(Saved entries)
'''
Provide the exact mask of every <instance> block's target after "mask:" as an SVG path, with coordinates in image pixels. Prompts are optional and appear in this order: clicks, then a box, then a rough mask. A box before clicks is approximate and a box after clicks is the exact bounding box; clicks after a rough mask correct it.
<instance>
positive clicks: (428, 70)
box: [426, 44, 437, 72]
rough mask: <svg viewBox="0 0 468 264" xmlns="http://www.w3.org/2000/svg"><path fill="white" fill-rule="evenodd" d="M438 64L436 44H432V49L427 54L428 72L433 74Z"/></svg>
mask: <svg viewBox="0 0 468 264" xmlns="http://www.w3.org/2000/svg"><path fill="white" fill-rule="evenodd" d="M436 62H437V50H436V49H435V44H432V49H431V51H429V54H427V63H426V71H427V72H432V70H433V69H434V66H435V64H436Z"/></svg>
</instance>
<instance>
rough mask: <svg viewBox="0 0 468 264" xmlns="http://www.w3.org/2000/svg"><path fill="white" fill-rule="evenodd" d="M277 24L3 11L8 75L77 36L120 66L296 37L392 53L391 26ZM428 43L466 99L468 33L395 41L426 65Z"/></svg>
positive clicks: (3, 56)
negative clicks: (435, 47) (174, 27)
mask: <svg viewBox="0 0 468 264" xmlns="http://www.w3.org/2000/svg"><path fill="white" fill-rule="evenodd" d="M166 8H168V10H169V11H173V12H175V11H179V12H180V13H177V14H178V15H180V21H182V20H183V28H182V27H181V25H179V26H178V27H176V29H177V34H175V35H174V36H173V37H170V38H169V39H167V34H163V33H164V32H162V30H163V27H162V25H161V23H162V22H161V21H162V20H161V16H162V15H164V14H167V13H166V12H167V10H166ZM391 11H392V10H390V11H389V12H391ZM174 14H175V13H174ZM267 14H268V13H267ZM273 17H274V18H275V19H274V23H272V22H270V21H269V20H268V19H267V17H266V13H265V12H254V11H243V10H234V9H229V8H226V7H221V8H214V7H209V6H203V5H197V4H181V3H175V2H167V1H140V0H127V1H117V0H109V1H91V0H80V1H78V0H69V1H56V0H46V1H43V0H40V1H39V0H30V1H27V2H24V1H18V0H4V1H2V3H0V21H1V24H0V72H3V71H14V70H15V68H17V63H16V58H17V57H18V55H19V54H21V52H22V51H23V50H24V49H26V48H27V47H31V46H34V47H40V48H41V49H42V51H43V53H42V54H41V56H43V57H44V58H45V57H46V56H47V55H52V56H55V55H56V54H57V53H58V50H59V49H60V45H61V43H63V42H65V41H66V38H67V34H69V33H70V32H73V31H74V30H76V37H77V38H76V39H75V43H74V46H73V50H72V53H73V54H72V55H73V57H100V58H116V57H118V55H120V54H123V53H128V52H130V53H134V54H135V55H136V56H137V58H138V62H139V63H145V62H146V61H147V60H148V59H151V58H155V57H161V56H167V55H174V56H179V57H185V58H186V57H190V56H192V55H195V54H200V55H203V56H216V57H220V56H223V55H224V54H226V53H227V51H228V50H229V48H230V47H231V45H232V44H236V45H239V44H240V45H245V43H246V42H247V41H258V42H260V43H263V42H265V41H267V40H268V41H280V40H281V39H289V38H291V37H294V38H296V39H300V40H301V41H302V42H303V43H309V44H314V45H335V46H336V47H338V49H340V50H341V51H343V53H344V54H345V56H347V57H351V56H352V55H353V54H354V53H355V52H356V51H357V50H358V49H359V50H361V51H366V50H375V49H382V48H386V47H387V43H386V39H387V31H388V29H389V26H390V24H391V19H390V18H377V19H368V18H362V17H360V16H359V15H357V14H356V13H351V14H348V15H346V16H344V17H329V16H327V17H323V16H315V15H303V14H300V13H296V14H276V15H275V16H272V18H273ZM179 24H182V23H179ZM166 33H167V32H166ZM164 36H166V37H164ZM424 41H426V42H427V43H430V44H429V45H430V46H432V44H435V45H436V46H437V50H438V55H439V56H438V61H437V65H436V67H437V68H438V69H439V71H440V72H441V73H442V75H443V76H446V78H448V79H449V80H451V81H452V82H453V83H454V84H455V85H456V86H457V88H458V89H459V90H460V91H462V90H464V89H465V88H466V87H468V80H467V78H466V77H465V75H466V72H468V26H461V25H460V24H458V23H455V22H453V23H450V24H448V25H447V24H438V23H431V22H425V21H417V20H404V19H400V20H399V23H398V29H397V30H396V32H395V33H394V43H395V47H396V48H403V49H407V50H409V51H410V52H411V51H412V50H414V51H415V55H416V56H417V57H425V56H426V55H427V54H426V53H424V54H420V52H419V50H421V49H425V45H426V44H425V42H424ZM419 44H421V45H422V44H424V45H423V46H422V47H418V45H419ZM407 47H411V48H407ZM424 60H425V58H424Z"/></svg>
'''
Go through the data and show each line that holds "instance".

:: Task answer ::
Provide the exact mask of every <instance> block's target after "mask:" as an SVG path, with coordinates in image pixels. Prompts are optional and appear in this order: clicks, then a box, then a rough mask. A box before clicks is approximate and a box after clicks is the exact bounding box; clicks after a rough mask correct it.
<instance>
</instance>
<instance>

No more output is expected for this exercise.